#### [Written request]
State how many lines in the data below contain the string "leaf", counting case. Reply with the number alone.

○ ○ ○ ○ ○ ○ ○

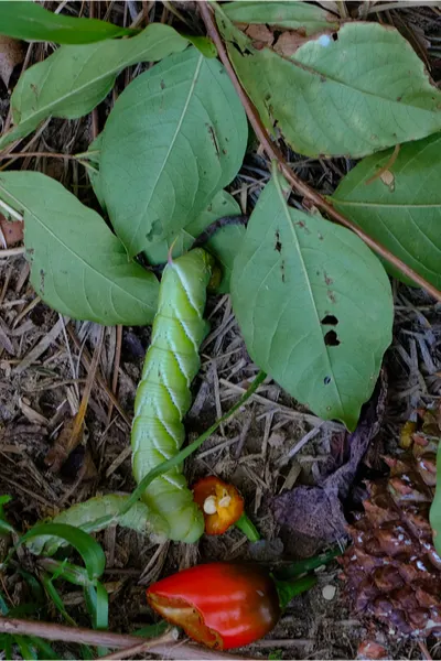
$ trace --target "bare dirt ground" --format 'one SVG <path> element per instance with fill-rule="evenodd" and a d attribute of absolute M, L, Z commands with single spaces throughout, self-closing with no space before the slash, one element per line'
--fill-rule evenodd
<path fill-rule="evenodd" d="M 49 3 L 50 7 L 57 3 Z M 87 15 L 88 2 L 68 2 L 66 10 Z M 201 28 L 195 3 L 142 3 L 149 19 Z M 348 3 L 353 4 L 353 3 Z M 54 7 L 52 7 L 54 8 Z M 136 22 L 141 2 L 95 3 L 95 17 L 117 23 Z M 392 23 L 415 44 L 441 78 L 441 12 L 437 8 L 400 8 L 369 15 Z M 142 22 L 142 15 L 140 18 Z M 25 64 L 39 62 L 52 47 L 33 44 Z M 22 69 L 14 72 L 11 85 Z M 15 151 L 77 153 L 103 128 L 117 95 L 141 71 L 130 67 L 118 80 L 114 94 L 90 117 L 77 121 L 52 120 L 26 144 Z M 0 118 L 8 126 L 9 90 L 0 82 Z M 1 126 L 1 124 L 0 124 Z M 330 194 L 354 165 L 343 159 L 304 159 L 286 149 L 295 172 L 321 193 Z M 98 208 L 87 174 L 75 161 L 61 158 L 14 158 L 0 163 L 8 167 L 39 170 L 61 181 L 83 202 Z M 249 214 L 269 178 L 268 162 L 257 144 L 250 149 L 240 174 L 229 187 L 243 213 Z M 300 203 L 300 199 L 298 201 Z M 106 328 L 99 353 L 88 410 L 84 444 L 52 472 L 45 456 L 63 426 L 78 410 L 92 355 L 99 342 L 96 324 L 63 318 L 35 296 L 29 283 L 23 254 L 0 254 L 0 492 L 13 497 L 8 508 L 11 522 L 25 530 L 60 509 L 106 491 L 133 488 L 130 469 L 129 431 L 136 387 L 149 344 L 149 328 Z M 385 470 L 380 455 L 394 452 L 402 423 L 418 407 L 441 395 L 441 308 L 423 292 L 394 282 L 396 324 L 394 344 L 386 356 L 389 379 L 386 415 L 375 441 L 377 464 L 364 467 L 357 484 L 369 469 Z M 212 330 L 202 349 L 202 369 L 194 382 L 194 404 L 186 420 L 189 438 L 196 437 L 237 400 L 258 371 L 250 361 L 235 322 L 228 296 L 208 302 Z M 115 392 L 118 410 L 110 404 Z M 144 600 L 144 586 L 160 576 L 196 562 L 257 557 L 269 564 L 305 556 L 318 550 L 305 538 L 293 538 L 277 524 L 271 501 L 299 484 L 314 484 L 326 460 L 333 438 L 342 434 L 334 423 L 323 423 L 268 380 L 251 402 L 233 421 L 219 429 L 186 464 L 190 481 L 200 475 L 216 474 L 243 492 L 247 510 L 266 544 L 250 548 L 236 529 L 220 538 L 203 538 L 196 545 L 158 545 L 132 532 L 109 529 L 99 535 L 107 555 L 106 587 L 110 593 L 110 628 L 131 631 L 154 620 Z M 355 487 L 357 486 L 355 485 Z M 348 507 L 351 502 L 348 503 Z M 344 538 L 338 540 L 342 549 Z M 320 545 L 319 545 L 320 546 Z M 326 549 L 323 543 L 320 550 Z M 22 555 L 25 566 L 32 559 Z M 334 586 L 335 595 L 326 599 Z M 2 578 L 12 603 L 25 598 L 19 574 Z M 79 624 L 88 626 L 82 593 L 65 584 L 63 600 Z M 54 621 L 57 614 L 53 614 Z M 338 566 L 330 564 L 319 574 L 319 584 L 298 597 L 267 639 L 247 652 L 262 659 L 355 659 L 368 635 L 368 625 L 348 608 L 338 579 Z M 395 659 L 420 659 L 413 643 L 389 641 Z M 432 658 L 440 658 L 435 641 L 428 641 Z M 61 648 L 61 653 L 63 652 Z"/>

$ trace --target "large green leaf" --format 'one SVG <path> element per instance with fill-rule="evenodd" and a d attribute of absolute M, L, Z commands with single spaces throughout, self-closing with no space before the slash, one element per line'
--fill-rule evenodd
<path fill-rule="evenodd" d="M 0 2 L 0 34 L 15 39 L 52 41 L 57 44 L 89 44 L 133 33 L 135 30 L 97 19 L 55 14 L 36 2 Z"/>
<path fill-rule="evenodd" d="M 223 11 L 234 23 L 263 23 L 309 35 L 338 26 L 337 19 L 315 4 L 306 2 L 228 2 Z"/>
<path fill-rule="evenodd" d="M 441 441 L 437 452 L 437 488 L 430 507 L 430 525 L 433 531 L 434 548 L 441 556 Z"/>
<path fill-rule="evenodd" d="M 387 275 L 353 232 L 290 208 L 276 173 L 248 223 L 233 308 L 261 369 L 323 419 L 354 430 L 391 340 Z"/>
<path fill-rule="evenodd" d="M 2 172 L 1 201 L 24 217 L 31 282 L 47 305 L 107 325 L 153 319 L 154 275 L 131 262 L 103 218 L 62 184 L 39 172 Z"/>
<path fill-rule="evenodd" d="M 129 254 L 197 218 L 238 172 L 247 143 L 239 98 L 217 59 L 195 48 L 139 76 L 101 143 L 101 194 Z"/>
<path fill-rule="evenodd" d="M 96 189 L 96 184 L 94 184 L 94 189 Z M 239 214 L 240 207 L 233 195 L 226 191 L 219 191 L 208 206 L 190 225 L 178 232 L 171 234 L 163 241 L 149 246 L 144 251 L 146 257 L 151 264 L 162 264 L 166 261 L 172 245 L 173 258 L 180 257 L 186 250 L 190 250 L 197 237 L 218 218 L 238 216 Z"/>
<path fill-rule="evenodd" d="M 220 12 L 218 24 L 263 123 L 301 154 L 358 158 L 441 129 L 441 91 L 389 25 L 346 23 L 289 58 L 256 50 Z"/>
<path fill-rule="evenodd" d="M 0 150 L 31 133 L 47 117 L 76 119 L 90 112 L 126 66 L 162 59 L 187 44 L 173 28 L 152 23 L 132 39 L 61 46 L 21 76 L 11 97 L 15 126 L 0 138 Z"/>
<path fill-rule="evenodd" d="M 364 159 L 330 202 L 441 289 L 441 136 L 404 144 L 391 161 L 391 150 Z M 385 267 L 410 282 L 389 262 Z"/>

○ ○ ○ ○ ○ ○ ○

#### [Task result]
1